* [Request 1] Repeat the record lines exactly as they appear, everything from the line containing "Segment each <instance>" down to the line containing "box: [5, 66, 474, 609]", including both of those lines.
[[ Reading text open ]]
The retailer went into administration for a first time in April last year, wiping out equity investors including Mike Ashley’s Sports Direct <FRAS.L>, and is now owned by a lenders consortium called Celine UK NewCo 1 Ltd.
Debenhams said administrators from FRP Advisory would work with the existing management team to get the UK business into a position to re-open and trade from as many stores as possible when restrictions are lifted by the government.
Chief Executive Stefaan Vansteenkiste said he anticipated the firm’s owners and lenders would make additional funding available to fund the administration period.
However, the group’s business in Ireland looks doomed.
Debenhams said it expected administrators to appoint a liquidator to the 11-store Irish operation.
The group said it employed 950 in Ireland, with a further 300 working for in-store concession partners.
However, the Mandate Trade Union said the liquidation would mean the loss of almost 2,000 jobs across the country.
The moves make Debenhams the first major retail casualty of the health crisis in Ireland, where the government, as in the UK, has closed all non-essential shops.
Ireland on Monday reported a trebling of its unemployment rate to 16.5% with a further surge expected later in the month.
“We are desperately sorry not to be able to keep the Irish business operating but are faced with no alternative option in the current environment,” said Vansteenkiste.
[[ Reading text closed ]]
[[ Record excerpts open ]]
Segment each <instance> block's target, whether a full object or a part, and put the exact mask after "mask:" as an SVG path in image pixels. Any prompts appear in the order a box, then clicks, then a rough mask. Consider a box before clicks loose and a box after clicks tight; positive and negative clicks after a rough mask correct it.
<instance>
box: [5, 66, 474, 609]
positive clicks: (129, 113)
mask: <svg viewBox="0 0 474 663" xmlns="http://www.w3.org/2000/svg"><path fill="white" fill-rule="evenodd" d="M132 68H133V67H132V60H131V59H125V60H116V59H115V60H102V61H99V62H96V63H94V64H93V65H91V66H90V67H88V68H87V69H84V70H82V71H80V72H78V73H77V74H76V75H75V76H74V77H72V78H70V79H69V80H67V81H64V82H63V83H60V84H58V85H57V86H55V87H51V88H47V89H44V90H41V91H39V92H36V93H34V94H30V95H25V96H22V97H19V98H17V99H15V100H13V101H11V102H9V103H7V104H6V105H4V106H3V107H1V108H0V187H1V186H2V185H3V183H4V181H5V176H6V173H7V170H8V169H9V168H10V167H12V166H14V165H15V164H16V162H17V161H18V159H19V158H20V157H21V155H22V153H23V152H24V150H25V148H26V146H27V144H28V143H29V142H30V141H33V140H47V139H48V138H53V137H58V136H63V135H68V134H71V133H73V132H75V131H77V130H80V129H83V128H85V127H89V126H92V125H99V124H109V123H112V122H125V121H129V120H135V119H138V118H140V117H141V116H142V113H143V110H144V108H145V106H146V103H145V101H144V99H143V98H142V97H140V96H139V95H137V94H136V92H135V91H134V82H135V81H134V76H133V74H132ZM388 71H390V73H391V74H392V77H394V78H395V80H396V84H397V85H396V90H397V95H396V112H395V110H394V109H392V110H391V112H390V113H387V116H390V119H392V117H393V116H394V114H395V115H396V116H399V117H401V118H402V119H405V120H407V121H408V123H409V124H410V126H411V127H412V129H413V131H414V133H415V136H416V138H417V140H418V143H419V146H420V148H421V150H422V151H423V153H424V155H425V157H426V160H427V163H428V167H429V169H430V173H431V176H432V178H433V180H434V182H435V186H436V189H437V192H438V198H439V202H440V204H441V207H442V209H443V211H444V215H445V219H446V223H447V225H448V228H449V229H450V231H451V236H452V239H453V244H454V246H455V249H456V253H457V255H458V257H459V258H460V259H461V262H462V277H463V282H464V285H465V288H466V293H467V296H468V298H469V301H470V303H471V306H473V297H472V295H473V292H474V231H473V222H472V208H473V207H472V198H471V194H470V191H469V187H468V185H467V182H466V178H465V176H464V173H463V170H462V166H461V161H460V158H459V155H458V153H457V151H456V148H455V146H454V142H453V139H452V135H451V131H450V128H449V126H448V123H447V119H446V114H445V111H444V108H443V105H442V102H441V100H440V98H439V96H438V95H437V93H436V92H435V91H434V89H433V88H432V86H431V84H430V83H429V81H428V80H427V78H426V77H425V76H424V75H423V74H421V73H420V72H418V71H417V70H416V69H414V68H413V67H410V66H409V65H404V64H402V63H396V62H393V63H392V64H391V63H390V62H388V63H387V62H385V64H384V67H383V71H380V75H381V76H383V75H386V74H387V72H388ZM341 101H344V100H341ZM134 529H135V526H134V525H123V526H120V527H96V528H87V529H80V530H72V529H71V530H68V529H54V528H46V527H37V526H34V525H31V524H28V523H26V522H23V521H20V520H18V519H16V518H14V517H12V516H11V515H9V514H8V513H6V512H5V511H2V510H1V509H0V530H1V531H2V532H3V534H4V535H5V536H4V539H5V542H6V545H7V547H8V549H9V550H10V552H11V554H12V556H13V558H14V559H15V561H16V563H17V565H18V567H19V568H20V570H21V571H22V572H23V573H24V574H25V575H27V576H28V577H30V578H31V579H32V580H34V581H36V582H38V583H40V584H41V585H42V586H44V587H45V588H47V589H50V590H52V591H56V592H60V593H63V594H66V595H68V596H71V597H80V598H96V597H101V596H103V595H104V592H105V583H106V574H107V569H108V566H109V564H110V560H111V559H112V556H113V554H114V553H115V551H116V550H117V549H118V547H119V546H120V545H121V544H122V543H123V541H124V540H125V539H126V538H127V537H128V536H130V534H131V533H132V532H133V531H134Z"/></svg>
[[ Record excerpts closed ]]
[[ Record excerpts open ]]
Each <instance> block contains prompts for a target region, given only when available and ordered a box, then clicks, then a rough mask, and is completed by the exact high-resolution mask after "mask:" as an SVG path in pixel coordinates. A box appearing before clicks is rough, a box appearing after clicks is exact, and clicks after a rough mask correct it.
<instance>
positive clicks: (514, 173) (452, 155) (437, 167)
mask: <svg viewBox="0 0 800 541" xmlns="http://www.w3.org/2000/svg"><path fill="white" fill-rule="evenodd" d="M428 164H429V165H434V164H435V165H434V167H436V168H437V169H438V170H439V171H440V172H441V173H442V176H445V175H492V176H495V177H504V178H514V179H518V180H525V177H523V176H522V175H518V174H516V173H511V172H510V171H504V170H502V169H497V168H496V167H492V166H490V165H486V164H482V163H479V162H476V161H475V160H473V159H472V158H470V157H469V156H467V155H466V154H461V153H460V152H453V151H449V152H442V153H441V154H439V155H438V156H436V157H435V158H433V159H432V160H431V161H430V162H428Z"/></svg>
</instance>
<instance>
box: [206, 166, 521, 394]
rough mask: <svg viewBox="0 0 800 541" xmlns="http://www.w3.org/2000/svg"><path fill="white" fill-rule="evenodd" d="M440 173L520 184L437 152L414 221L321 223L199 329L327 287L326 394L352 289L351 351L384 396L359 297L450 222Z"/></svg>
[[ Record excerpts closed ]]
[[ Record excerpts open ]]
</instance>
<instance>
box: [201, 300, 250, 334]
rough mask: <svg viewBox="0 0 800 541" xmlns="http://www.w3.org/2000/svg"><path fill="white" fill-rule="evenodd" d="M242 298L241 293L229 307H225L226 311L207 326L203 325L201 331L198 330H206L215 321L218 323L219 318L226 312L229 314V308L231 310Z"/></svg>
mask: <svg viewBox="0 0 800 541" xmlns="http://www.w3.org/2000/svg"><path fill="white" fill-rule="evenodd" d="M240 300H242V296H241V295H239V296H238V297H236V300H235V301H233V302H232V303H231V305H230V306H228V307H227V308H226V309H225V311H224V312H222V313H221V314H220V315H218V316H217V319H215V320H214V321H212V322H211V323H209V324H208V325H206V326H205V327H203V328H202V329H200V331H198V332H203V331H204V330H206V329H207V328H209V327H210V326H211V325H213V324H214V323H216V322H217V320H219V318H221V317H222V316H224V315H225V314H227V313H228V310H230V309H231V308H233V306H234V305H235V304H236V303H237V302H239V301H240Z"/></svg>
[[ Record excerpts closed ]]
* [Request 2] Copy the passage from the Debenhams news text word for word, everything from "Debenhams said it" down to "in-store concession partners.".

* [Your solution 1]
Segment each <instance> block's target, whether a full object or a part, and put the exact mask after "mask:" as an SVG path in image pixels. Any prompts appear in the order a box, then clicks, then a rough mask. Consider a box before clicks loose and a box after clicks tight; positive and negative clicks after a rough mask correct it.
<instance>
box: [5, 66, 474, 609]

* [Your solution 2]
Debenhams said it expected administrators to appoint a liquidator to the 11-store Irish operation.
The group said it employed 950 in Ireland, with a further 300 working for in-store concession partners.